### [Aim]
Copy out every line of the listing below, substituting "pairs" for "tuples" and leaving everything else untouched.

[Data items]

******

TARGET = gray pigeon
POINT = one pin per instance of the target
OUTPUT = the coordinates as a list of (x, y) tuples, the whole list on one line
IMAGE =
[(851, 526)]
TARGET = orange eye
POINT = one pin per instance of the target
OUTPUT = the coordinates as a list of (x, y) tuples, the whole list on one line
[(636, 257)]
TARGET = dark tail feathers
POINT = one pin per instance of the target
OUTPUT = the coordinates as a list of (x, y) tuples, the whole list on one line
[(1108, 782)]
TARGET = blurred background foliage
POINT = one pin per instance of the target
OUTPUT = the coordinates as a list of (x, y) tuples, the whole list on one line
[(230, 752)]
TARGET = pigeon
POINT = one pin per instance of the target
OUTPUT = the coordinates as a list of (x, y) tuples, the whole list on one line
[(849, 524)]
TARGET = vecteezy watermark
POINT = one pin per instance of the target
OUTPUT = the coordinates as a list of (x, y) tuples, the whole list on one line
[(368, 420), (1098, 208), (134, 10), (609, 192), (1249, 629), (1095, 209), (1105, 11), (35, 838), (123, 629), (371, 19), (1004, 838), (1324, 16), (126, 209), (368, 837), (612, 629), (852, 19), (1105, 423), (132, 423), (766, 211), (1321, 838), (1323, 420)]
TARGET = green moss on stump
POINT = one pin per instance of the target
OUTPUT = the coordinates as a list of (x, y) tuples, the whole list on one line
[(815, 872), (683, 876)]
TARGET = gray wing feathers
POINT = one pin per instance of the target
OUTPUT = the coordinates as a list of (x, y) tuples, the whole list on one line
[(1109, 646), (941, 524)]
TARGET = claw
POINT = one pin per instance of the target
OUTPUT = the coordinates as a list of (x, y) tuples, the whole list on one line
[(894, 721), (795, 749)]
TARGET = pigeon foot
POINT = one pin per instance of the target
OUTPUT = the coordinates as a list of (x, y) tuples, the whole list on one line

******

### [Result of this exercise]
TARGET = gray pigeon
POINT = one pin per instance of the target
OUTPUT = the coordinates as a list of (x, y) pairs, the whole list on one line
IMAGE =
[(851, 526)]
TARGET = orange eye
POINT = one pin per instance of the target
OUTPUT = the coordinates as a list of (x, y) pairs, the whole list on one line
[(636, 257)]
TARGET = dark tail feathers
POINT = one pin per instance of the target
OUTPUT = the coordinates as a list of (x, y) pairs, the whole list on one line
[(1108, 782)]
TARGET = blurred background foliage
POINT = one pin per instance of the target
OUTPUT = the coordinates as a list of (x, y) pairs, the whole list on one line
[(230, 752)]
TARGET = pigeon
POINT = one pin per instance of the target
OUTPUT = the coordinates as a list of (x, y) pairs, the whole list on one line
[(849, 524)]
TARGET = vecteezy watermark
POINT = one pin per instance of the target
OUTPUT = the coordinates as a list of (x, y) pairs, the whole list on one line
[(368, 420), (1098, 208), (134, 10), (609, 192), (1249, 629), (1095, 209), (1105, 11), (35, 838), (123, 629), (371, 19), (1004, 838), (1324, 16), (126, 209), (368, 837), (612, 629), (852, 19), (1105, 423), (132, 423), (766, 211), (1321, 838), (1323, 420)]
TARGET = green moss on stump
POINT = one pin per instance of the target
OUTPUT = the coordinates as a list of (x, y) pairs, the whole list on one line
[(815, 872), (683, 876)]
TARGET = gray wing feathers
POINT = one pin per instance of the target
OUTPUT = the coordinates as a list of (x, y) pairs, the whole list on one line
[(1109, 646), (941, 524)]
TARGET = claw
POINT = one pin per instance of the target
OUTPUT = the coordinates as a list of (x, y) pairs, the whole list on one line
[(894, 721), (795, 749)]
TARGET = pigeon foot
POINT = one pin per instance of the target
OUTPUT = the coordinates as a list of (x, y) pairs, the whole list on one line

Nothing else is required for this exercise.